** Task goal **
The records that follow are to be transcribed exactly.

** Given entries **
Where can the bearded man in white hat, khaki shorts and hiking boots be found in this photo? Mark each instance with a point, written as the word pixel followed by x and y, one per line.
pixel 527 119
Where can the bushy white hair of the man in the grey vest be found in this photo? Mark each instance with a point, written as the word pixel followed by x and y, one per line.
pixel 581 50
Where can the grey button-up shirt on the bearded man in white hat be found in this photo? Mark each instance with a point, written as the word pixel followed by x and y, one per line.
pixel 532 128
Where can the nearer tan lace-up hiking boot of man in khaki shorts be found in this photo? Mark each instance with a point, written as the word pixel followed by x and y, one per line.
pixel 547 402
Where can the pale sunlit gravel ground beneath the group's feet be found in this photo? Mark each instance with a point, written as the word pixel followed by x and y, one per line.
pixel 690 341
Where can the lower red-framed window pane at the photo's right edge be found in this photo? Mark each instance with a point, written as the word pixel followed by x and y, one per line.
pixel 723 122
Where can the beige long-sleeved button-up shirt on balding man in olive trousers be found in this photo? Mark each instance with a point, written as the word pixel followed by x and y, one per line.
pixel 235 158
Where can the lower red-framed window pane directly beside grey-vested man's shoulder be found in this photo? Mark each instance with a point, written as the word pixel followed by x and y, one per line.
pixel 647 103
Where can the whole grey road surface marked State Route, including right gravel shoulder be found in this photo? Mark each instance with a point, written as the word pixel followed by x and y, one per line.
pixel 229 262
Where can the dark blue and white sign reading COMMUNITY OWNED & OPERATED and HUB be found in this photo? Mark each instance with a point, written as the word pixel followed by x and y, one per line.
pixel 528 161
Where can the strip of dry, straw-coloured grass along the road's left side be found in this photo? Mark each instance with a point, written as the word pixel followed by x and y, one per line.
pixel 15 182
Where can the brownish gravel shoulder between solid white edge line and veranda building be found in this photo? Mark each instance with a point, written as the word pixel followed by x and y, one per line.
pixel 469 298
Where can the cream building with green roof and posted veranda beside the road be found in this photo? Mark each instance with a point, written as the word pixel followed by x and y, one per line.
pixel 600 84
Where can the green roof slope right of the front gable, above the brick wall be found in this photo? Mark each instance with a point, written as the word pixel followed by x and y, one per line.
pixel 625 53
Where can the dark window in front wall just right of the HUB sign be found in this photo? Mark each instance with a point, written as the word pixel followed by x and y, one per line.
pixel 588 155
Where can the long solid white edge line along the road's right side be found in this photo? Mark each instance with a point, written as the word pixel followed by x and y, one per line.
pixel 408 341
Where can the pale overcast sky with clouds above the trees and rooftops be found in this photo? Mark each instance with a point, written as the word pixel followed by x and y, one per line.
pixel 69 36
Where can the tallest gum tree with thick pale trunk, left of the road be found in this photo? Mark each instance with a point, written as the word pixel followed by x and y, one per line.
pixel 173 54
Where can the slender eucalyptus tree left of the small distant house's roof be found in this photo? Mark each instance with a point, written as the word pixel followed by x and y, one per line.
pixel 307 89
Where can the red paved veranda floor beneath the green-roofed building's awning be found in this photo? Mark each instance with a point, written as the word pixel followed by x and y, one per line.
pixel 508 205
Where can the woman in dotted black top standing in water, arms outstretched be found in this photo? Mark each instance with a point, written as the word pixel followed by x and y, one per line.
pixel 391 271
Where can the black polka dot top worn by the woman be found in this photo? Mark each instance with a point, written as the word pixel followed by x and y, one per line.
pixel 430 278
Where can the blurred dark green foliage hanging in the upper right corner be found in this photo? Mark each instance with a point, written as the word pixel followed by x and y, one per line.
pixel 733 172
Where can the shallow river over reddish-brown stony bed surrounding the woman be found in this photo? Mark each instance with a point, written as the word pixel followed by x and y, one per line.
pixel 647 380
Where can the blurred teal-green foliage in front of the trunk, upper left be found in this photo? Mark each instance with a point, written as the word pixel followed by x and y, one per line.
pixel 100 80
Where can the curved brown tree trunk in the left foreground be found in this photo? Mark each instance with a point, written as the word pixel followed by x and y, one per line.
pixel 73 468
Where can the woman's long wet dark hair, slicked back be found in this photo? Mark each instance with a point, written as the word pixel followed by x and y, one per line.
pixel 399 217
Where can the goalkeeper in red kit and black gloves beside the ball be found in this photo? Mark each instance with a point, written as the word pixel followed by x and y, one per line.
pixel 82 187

** Problem solution **
Where can the bearded man in white hat, khaki shorts and hiking boots be found in this photo? Mark each instance with a point, written as the word pixel followed by x and y, one per line.
pixel 527 119
Where can the bushy white hair of the man in the grey vest be found in this photo? Mark each instance with a point, written as the word pixel followed by x and y, one per line.
pixel 581 50
Where can the grey button-up shirt on the bearded man in white hat be found in this photo? Mark each instance with a point, written as the word pixel followed by x and y, one per line.
pixel 532 128
Where can the nearer tan lace-up hiking boot of man in khaki shorts be found in this photo? Mark each instance with a point, written as the word pixel followed by x and y, one per line.
pixel 547 402
Where can the pale sunlit gravel ground beneath the group's feet be found in this photo? Mark each instance with a point, written as the word pixel followed by x and y, one per line.
pixel 690 341
Where can the lower red-framed window pane at the photo's right edge be found in this photo? Mark each instance with a point, written as the word pixel followed by x and y, one per line.
pixel 723 122
Where can the beige long-sleeved button-up shirt on balding man in olive trousers be found in this photo? Mark each instance with a point, written as the word pixel followed by x and y, one per line.
pixel 235 158
Where can the lower red-framed window pane directly beside grey-vested man's shoulder be found in this photo? Mark each instance with a point, written as the word pixel followed by x and y, one per line.
pixel 647 103
Where can the whole grey road surface marked State Route, including right gravel shoulder be found in this photo? Mark each instance with a point, written as the word pixel followed by x and y, one per line.
pixel 229 262
Where can the dark blue and white sign reading COMMUNITY OWNED & OPERATED and HUB be found in this photo? Mark each instance with a point, written as the word pixel followed by x and y, one per line.
pixel 528 161
Where can the strip of dry, straw-coloured grass along the road's left side be found in this photo? Mark each instance with a point, written as the word pixel followed by x and y, one per line.
pixel 15 182
Where can the brownish gravel shoulder between solid white edge line and veranda building be found in this photo? Mark each instance with a point, written as the word pixel followed by x and y, one per line.
pixel 469 298
Where can the cream building with green roof and posted veranda beside the road be found in this photo? Mark each instance with a point, written as the word pixel followed by x and y, one per line.
pixel 600 84
Where can the green roof slope right of the front gable, above the brick wall be found in this photo? Mark each instance with a point, written as the word pixel followed by x and y, one per line.
pixel 625 53
Where can the dark window in front wall just right of the HUB sign be found in this photo? Mark each instance with a point, written as the word pixel followed by x and y, one per line.
pixel 588 155
Where can the long solid white edge line along the road's right side be found in this photo? Mark each instance with a point, written as the word pixel followed by x and y, one per line.
pixel 408 341
Where can the pale overcast sky with clouds above the trees and rooftops be found in this photo? Mark each instance with a point, written as the word pixel followed by x and y, one per line.
pixel 69 36
Where can the tallest gum tree with thick pale trunk, left of the road be found in this photo? Mark each instance with a point, written as the word pixel followed by x and y, one per line.
pixel 173 54
Where can the slender eucalyptus tree left of the small distant house's roof be found in this photo? Mark each instance with a point, written as the word pixel followed by x and y, one per line.
pixel 307 89
Where can the red paved veranda floor beneath the green-roofed building's awning be found in this photo? Mark each instance with a point, written as the word pixel followed by x and y, one per line.
pixel 508 205
Where can the woman in dotted black top standing in water, arms outstretched be found in this photo? Mark each instance with a point, written as the word pixel followed by x and y, one per line.
pixel 391 271
Where can the black polka dot top worn by the woman be found in this photo? Mark each instance with a point, written as the word pixel followed by x and y, one per line.
pixel 430 278
Where can the blurred dark green foliage hanging in the upper right corner be found in this photo? Mark each instance with a point, written as the word pixel followed by x and y, one per line.
pixel 733 172
Where can the shallow river over reddish-brown stony bed surrounding the woman be found in this photo? Mark each instance with a point, written as the word pixel followed by x and y, one per line.
pixel 647 380
Where can the blurred teal-green foliage in front of the trunk, upper left be found in this photo? Mark each instance with a point, written as the word pixel followed by x and y, one per line.
pixel 100 80
Where can the curved brown tree trunk in the left foreground be found in this photo? Mark each instance with a point, written as the word pixel followed by x and y, one per line.
pixel 73 468
Where can the woman's long wet dark hair, slicked back be found in this photo? Mark each instance with a point, written as the word pixel followed by x and y, one per line.
pixel 399 217
Where can the goalkeeper in red kit and black gloves beside the ball be found in this photo? Mark each instance with a point, written as the word pixel followed by x and y, one per line.
pixel 82 187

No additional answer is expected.